VEBA's exempt status won't be endangered by providing student loan servicing benefit

The IRS has ruled (PLR 202125002) that a student loan servicing benefit that a trust plans to provide to its members would not adversely affect the IRC Section 501(c)(9) status of its voluntary employees' beneficiary association (VEBA) because the new benefit, along with any other nonqualifying benefits provided, will remain under the de minimis level.

The trust asked the IRS to rule on two alternatives, asserting that the proposed student loan servicing benefit would not cause the VEBA to lose its tax-exempt status because the new benefit (1) constituted an "other benefit" under Treas. Reg. Section 1.509(c)(9)-3(d), or (2) was de minimis, costing no more than 3% of the trust's annual expenditures.

Facts

The VEBA makes available to trust members and their families certain insurance benefits, including life, health and disability insurance. Some of the benefits are self-funded, and some are provided through insurance policies. The VEBA would also like to offer a student loan servicing benefit to members by providing an online tool to help them comply with certain government loan programs. In addition to providing a financial literacy course on government loan programs, the tool would help members (1) calculate optimal forgiveness and repayment programs based on a member's data; (2) fill in required repayment paperwork; (3) digitally route and file applications; and (4) remember to comply with reporting requirements.

[Object location annotation lines]
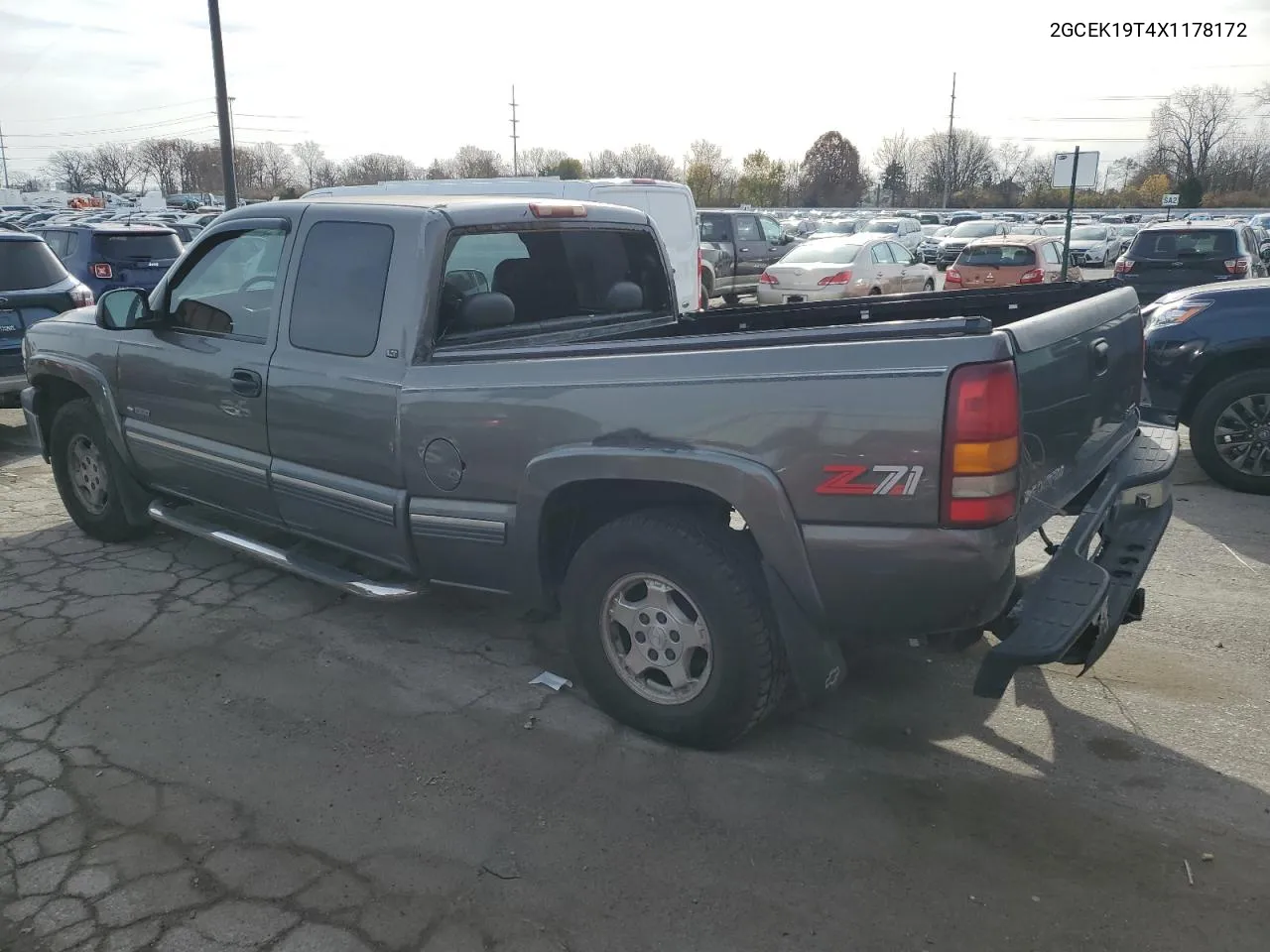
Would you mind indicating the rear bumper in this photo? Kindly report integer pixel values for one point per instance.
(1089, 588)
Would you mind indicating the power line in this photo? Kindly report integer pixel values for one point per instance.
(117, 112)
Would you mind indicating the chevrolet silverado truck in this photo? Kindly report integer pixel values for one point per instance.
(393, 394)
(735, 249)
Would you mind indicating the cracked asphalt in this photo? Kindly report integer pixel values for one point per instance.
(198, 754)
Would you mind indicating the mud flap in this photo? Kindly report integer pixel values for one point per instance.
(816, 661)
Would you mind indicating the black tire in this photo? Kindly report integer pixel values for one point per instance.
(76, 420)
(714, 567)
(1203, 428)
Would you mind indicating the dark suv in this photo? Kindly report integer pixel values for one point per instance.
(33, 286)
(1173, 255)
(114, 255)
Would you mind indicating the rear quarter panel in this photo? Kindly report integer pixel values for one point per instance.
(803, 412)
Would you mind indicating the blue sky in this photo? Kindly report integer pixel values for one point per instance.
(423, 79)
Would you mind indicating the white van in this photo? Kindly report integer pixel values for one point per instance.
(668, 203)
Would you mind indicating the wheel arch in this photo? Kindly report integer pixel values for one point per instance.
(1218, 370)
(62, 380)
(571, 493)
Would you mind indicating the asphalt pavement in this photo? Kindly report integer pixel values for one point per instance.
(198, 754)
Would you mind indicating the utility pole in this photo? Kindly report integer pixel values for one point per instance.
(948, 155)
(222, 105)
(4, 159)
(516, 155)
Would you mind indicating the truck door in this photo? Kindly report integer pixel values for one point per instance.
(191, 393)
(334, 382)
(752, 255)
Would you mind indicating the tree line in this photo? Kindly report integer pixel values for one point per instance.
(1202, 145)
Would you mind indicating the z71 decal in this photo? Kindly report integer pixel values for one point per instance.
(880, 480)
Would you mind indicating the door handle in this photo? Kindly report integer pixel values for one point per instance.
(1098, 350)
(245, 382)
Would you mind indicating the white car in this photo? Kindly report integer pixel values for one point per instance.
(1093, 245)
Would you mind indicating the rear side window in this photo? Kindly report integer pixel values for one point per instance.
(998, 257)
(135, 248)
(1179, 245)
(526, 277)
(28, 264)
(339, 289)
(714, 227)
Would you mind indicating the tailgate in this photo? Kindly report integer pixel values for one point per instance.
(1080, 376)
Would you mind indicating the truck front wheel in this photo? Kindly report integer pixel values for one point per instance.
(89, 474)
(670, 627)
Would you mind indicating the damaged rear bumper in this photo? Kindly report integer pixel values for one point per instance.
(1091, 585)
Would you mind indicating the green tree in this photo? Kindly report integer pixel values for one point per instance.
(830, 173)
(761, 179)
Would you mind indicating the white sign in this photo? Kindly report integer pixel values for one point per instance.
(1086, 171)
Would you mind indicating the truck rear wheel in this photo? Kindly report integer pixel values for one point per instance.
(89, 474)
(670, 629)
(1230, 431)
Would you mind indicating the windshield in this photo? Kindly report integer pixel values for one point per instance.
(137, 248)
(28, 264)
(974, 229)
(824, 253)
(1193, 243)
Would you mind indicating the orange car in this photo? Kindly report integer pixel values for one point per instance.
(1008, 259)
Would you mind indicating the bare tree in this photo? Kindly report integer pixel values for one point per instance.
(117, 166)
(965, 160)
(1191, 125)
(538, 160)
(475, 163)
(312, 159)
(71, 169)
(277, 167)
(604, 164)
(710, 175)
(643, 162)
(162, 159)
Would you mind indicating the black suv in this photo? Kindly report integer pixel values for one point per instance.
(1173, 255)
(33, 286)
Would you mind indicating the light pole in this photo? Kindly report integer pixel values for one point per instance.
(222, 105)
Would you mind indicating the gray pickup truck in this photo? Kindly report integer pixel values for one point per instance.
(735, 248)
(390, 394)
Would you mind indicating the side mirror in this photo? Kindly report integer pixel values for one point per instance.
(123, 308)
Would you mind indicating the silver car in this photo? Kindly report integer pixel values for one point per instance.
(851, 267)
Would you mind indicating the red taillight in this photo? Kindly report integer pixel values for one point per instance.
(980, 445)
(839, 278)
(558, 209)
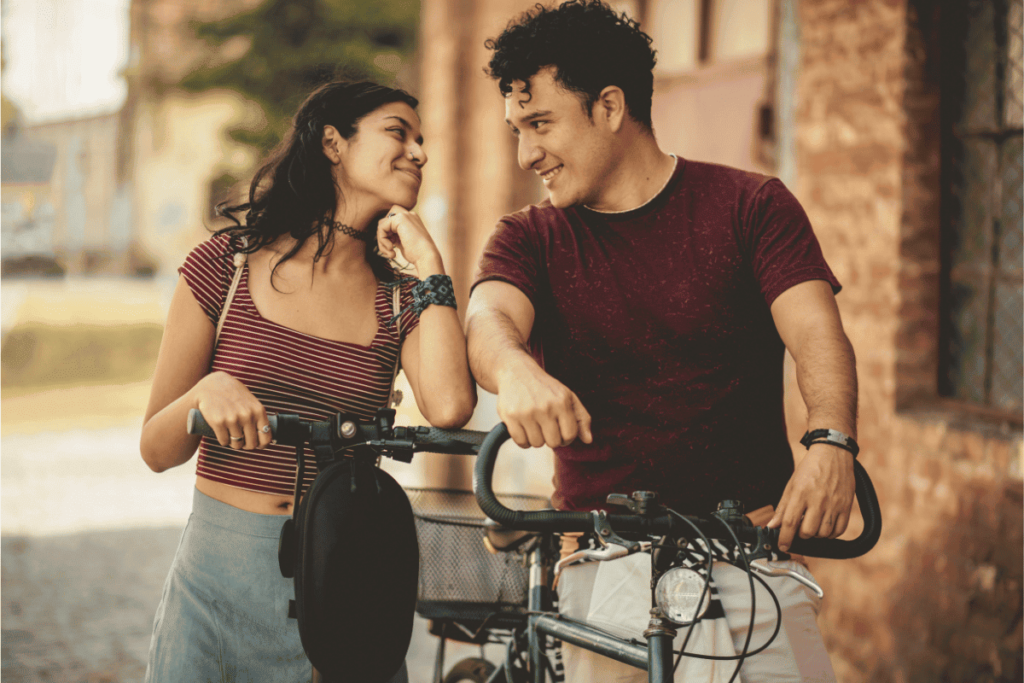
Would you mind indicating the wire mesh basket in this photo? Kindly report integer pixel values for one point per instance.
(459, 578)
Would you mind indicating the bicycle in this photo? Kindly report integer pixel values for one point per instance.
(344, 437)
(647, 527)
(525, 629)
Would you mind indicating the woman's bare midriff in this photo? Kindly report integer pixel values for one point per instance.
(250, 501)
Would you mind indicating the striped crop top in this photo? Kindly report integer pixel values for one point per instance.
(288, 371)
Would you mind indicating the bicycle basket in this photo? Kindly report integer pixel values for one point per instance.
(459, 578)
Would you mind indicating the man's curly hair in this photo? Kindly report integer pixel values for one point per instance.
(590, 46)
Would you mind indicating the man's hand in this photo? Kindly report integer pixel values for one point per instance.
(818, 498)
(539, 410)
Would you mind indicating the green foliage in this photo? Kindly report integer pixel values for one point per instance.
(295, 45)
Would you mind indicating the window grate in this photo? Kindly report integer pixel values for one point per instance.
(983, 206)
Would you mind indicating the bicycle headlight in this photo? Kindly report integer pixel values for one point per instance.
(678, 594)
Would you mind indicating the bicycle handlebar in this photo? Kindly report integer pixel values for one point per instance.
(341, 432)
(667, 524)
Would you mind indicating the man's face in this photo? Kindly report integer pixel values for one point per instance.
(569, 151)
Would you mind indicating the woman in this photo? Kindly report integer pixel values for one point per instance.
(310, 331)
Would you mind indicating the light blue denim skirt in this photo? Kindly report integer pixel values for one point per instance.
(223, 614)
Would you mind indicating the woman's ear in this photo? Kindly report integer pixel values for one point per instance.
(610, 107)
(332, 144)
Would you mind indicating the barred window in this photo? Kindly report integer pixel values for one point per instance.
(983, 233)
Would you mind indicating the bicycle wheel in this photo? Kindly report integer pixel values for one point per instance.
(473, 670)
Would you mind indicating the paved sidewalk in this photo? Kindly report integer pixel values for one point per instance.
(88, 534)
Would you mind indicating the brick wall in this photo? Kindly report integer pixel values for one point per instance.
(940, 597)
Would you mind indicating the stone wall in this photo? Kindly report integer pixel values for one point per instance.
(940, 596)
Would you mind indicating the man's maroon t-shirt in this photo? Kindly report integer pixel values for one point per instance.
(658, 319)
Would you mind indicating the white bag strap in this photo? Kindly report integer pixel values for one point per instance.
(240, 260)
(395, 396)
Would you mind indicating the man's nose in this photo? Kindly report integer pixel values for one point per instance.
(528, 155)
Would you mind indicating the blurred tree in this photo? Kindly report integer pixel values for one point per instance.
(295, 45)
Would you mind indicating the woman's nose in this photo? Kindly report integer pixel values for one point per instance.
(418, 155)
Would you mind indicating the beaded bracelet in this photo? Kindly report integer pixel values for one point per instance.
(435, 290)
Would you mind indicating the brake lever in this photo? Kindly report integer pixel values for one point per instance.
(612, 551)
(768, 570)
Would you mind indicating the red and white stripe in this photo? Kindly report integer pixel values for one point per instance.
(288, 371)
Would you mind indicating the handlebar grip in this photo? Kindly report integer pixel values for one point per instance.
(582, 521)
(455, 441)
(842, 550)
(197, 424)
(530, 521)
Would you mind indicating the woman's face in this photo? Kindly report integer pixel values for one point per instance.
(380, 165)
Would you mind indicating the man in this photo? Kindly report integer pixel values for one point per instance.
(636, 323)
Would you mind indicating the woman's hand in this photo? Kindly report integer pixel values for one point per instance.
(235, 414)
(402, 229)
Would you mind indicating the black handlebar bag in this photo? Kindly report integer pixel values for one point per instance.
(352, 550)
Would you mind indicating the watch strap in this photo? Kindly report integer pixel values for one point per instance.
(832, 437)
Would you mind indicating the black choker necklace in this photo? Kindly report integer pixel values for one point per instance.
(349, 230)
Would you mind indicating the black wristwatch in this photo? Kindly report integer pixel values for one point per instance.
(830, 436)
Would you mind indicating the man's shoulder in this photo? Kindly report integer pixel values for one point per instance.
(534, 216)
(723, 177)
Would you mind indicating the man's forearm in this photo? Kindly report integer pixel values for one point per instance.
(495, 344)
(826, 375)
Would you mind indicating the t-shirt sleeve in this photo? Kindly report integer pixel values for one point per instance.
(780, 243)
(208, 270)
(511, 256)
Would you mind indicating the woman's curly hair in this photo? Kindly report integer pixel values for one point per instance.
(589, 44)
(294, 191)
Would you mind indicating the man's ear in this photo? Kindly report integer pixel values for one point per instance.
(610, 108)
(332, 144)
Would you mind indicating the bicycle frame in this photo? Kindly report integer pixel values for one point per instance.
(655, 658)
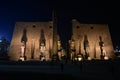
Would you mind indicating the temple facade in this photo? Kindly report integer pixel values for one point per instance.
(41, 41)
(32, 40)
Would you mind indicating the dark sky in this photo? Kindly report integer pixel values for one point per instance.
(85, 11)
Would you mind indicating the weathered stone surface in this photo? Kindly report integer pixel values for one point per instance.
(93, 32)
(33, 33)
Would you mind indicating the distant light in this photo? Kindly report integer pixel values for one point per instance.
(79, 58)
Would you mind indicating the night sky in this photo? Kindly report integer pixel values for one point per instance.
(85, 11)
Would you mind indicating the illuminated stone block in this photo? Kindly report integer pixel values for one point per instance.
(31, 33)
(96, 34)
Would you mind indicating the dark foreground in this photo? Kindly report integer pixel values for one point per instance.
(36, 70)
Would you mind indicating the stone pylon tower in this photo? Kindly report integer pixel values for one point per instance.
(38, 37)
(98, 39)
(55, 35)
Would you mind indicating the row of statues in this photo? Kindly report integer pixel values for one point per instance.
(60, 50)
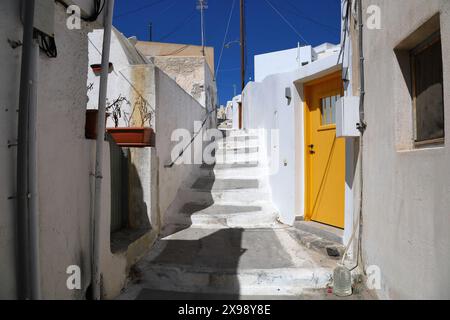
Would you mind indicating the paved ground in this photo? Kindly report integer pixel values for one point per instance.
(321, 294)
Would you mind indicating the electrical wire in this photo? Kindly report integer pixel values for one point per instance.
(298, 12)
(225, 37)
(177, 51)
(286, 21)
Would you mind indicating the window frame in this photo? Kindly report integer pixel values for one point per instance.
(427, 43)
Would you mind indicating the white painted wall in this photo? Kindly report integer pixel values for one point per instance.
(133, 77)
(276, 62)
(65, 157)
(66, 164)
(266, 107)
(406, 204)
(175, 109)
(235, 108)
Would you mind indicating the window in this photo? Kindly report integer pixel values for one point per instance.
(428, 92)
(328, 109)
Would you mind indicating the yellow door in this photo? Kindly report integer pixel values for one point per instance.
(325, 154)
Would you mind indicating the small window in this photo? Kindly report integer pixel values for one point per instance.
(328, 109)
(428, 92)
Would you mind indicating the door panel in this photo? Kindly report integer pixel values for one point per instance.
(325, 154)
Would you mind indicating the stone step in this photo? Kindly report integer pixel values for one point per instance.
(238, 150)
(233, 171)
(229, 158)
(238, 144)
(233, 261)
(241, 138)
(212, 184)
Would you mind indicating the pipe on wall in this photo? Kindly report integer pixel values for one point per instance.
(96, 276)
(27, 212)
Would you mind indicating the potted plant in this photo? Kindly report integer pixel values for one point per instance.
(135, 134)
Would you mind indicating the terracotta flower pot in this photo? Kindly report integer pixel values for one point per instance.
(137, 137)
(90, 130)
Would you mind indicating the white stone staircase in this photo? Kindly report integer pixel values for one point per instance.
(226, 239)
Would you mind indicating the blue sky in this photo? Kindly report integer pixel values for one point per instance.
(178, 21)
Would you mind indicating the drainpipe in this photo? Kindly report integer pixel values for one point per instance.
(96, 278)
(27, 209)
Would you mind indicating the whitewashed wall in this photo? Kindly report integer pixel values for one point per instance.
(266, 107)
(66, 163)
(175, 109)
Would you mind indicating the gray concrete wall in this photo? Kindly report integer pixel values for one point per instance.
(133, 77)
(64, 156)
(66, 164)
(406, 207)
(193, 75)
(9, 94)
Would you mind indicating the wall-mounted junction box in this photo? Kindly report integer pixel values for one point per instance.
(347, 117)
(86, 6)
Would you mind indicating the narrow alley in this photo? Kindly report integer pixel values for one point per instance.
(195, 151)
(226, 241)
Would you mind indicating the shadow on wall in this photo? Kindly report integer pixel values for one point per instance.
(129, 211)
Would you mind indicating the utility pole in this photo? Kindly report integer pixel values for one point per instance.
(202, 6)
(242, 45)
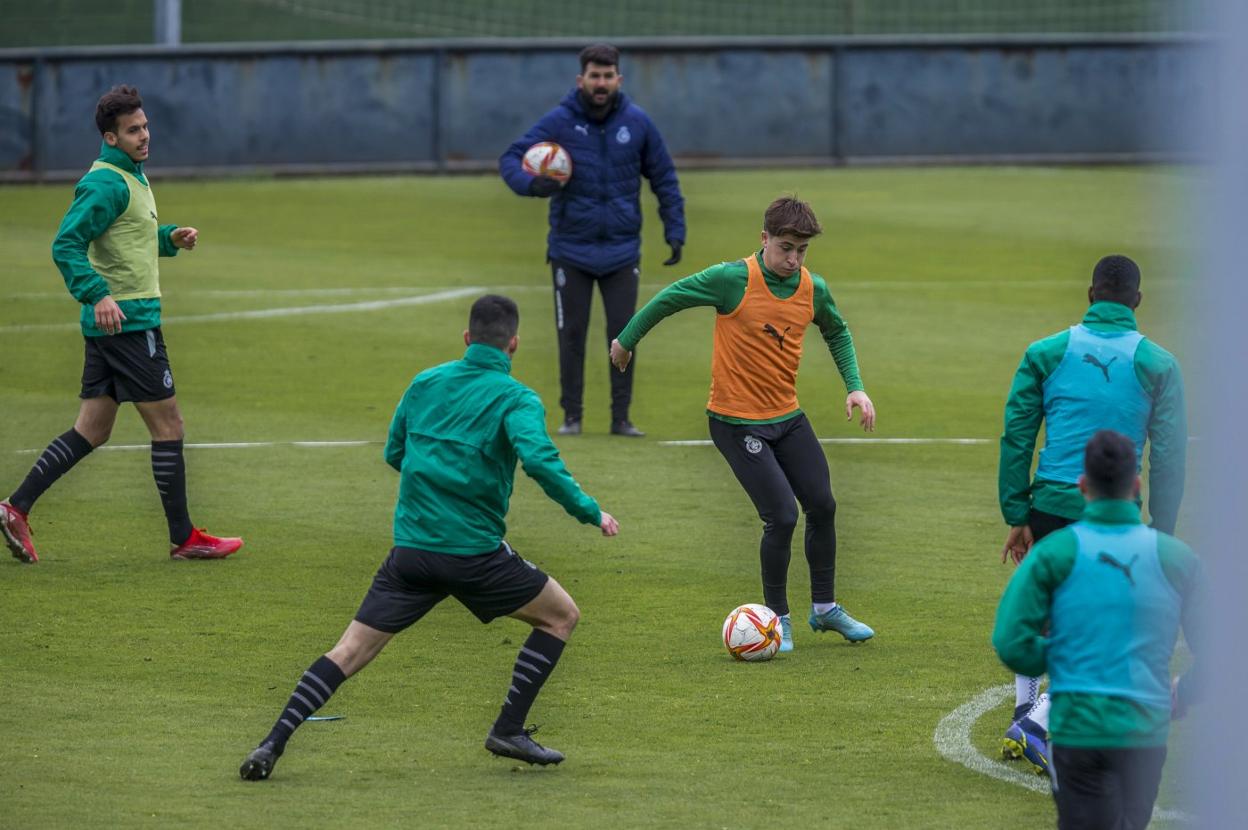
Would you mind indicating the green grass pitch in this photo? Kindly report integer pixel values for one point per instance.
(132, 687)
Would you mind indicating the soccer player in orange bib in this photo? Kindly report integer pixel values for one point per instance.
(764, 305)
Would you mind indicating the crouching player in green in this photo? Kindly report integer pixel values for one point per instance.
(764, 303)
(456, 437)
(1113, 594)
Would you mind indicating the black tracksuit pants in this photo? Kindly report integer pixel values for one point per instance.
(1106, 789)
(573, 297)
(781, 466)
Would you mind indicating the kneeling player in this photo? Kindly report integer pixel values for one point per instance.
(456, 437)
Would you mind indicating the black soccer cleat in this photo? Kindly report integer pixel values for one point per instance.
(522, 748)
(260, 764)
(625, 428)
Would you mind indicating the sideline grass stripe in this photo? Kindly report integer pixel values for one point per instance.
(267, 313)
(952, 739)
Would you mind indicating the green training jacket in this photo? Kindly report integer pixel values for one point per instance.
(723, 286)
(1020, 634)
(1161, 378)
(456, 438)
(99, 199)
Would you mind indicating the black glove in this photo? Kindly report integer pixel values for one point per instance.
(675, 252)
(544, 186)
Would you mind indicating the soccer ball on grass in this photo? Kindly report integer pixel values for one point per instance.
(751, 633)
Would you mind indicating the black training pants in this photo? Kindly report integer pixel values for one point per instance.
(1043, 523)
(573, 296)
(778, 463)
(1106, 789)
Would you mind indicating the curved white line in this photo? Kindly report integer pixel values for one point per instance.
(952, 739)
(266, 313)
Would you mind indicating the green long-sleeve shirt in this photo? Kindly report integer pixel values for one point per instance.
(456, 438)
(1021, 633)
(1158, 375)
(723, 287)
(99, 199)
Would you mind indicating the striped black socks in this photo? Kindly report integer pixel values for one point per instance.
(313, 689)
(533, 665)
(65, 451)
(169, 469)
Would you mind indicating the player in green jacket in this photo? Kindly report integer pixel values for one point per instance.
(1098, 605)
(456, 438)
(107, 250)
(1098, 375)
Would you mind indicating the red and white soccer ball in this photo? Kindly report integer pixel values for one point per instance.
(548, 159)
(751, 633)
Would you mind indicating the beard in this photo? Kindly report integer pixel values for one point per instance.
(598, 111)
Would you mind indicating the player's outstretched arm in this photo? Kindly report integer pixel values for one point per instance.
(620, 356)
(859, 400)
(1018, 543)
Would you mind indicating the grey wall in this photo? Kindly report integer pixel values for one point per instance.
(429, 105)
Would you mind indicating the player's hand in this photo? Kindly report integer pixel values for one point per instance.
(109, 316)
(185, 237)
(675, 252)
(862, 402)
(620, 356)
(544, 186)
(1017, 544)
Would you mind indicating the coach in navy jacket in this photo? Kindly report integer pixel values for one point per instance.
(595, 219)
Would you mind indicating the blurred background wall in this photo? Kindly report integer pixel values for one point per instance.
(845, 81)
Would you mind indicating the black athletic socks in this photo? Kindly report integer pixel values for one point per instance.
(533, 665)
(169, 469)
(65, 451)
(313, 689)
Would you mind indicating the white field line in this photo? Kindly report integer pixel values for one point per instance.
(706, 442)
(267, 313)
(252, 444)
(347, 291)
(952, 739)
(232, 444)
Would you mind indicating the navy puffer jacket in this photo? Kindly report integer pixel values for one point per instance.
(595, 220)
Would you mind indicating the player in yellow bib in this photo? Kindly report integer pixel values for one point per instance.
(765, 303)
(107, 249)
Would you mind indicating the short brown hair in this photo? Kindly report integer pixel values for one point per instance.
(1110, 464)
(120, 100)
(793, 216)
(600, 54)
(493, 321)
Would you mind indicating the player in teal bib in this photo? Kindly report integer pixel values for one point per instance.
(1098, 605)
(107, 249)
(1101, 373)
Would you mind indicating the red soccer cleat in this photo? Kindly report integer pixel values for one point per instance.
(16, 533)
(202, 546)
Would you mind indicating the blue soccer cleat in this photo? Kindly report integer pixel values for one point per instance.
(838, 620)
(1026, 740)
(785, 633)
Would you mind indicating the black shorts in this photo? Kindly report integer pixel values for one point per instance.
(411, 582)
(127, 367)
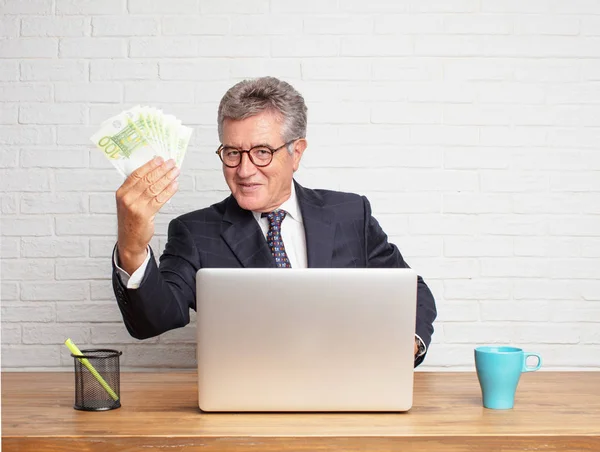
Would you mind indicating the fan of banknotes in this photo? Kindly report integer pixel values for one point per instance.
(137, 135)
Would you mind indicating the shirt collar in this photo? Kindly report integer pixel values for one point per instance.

**Problems and tasks**:
A - Please translate this sentence from the VEBA ruling article into Spanish: "Some of the benefits are self-funded, and some are provided through insurance policies."
B - According to the VEBA ruling article, what four things would the online tool help members do?
C - Carry on writing the VEBA ruling article from its final sentence.

**Responses**:
A - Algunos de los beneficios son autofinanciados y otros se proporcionan mediante pólizas de seguro.

B -
1. Calculate optimal forgiveness and repayment programs based on a member's data
2. Fill in required repayment paperwork
3. Digitally route and file applications
4. Remember to comply with reporting requirements

C -
The VEBA intends to offer this student loan servicing benefit on a one-time basis to any member who participates in any of its complimentary life insurance or introductory life insurance products. The student loan servicing benefit would total approximately 0.51% of the total benefits the trust pays in the plan year, and the trust projects that fewer participants would be eligible for the benefit in subsequent years. Therefore, the student loan servicing benefits are predicted to never exceed 3% of the trust's annual expenditures.

Law and analysis

IRC Section 501(c)(9) organizations include VEBAs that pay life, health, accident and other benefits to their members, their dependents and designated beneficiaries, as long as no part of the organization's earnings inure to or benefit any individual or shareholder. Substantially all of a VEBA's operations must further these goals, and no more than a de minimis amount of unpermitted services may be provided (Treas. Reg. Section 1.501(c)(9)-3(a) to (e)).

A benefit is considered similar to a life, health or accident benefit if it is meant to safeguard or improve the health of a member or a member's dependents or "protects against a contingency that interrupts or impairs a member's earning power." Treas. Reg. Section 1.501(c)(9)-3(a) lists examples of permissible "other benefits," such as job readjustment allowances, income maintenance payments in the wake of economic dislocation, temporary living expense loans and grants during a disaster, supplemental unemployment compensation, certain severance benefits, and education/training benefits or programs.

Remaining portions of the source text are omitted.